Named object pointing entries
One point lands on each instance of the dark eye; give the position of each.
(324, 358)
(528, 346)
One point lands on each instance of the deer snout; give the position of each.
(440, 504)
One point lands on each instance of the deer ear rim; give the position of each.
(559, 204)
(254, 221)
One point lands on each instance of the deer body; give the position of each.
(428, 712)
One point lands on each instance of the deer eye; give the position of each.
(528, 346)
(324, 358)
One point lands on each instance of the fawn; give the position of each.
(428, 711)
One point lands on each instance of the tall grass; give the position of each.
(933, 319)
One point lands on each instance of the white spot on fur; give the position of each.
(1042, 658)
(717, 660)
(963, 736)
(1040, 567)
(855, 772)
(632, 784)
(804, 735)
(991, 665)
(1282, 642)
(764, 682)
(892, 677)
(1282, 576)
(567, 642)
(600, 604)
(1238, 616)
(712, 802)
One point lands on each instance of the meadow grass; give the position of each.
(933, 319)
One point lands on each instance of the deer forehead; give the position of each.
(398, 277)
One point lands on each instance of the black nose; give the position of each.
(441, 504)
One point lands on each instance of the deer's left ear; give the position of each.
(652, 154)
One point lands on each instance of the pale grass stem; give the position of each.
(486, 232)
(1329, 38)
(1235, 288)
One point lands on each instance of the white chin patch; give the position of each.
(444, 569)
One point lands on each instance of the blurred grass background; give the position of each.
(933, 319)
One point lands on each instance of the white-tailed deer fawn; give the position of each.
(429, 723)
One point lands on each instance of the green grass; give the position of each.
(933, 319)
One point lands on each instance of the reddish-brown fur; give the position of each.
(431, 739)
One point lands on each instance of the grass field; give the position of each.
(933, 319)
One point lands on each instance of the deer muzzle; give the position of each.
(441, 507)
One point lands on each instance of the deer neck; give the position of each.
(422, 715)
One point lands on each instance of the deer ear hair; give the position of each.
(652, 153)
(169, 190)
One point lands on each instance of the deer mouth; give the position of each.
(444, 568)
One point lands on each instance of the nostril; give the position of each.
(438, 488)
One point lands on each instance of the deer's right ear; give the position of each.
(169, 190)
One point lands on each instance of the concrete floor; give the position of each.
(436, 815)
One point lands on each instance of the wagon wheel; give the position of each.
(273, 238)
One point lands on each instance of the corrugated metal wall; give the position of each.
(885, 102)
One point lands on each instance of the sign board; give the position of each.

TASK REQUIREMENTS ▸
Exactly reproduce the lines from the one containing "One point lands on each instance of the white-tailed" through the end of the records, and only those lines.

THE COMPLETED TASK ▸
One point lands on each instance of the white-tailed deer fawn; give the position of each.
(429, 723)
One point lands on each instance of the green grass; give the position of each.
(933, 319)
One point lands on each instance of the reddish-brown fur; give the position of each.
(431, 739)
One point lands on each instance of the grass field; give the position of each.
(933, 319)
One point lands on each instance of the deer muzzle; give the position of each.
(441, 507)
One point lands on each instance of the deer neck; give the position of each.
(422, 715)
One point lands on each instance of the deer ear hair; give the position of each.
(652, 153)
(169, 190)
One point lands on each instance of the deer mouth; give the position of each.
(444, 568)
One point lands on each instance of the nostril; give the position of each.
(438, 488)
One point lands on each instance of the deer's right ear; give the position of each.
(169, 190)
One point lands on each instance of the concrete floor; give the position of each.
(436, 815)
One point lands on each instance of the wagon wheel; give the position of each.
(273, 238)
One point lands on each instance of the corrugated metal wall; give the position of each.
(885, 102)
One point lands on each instance of the sign board; give the position of each.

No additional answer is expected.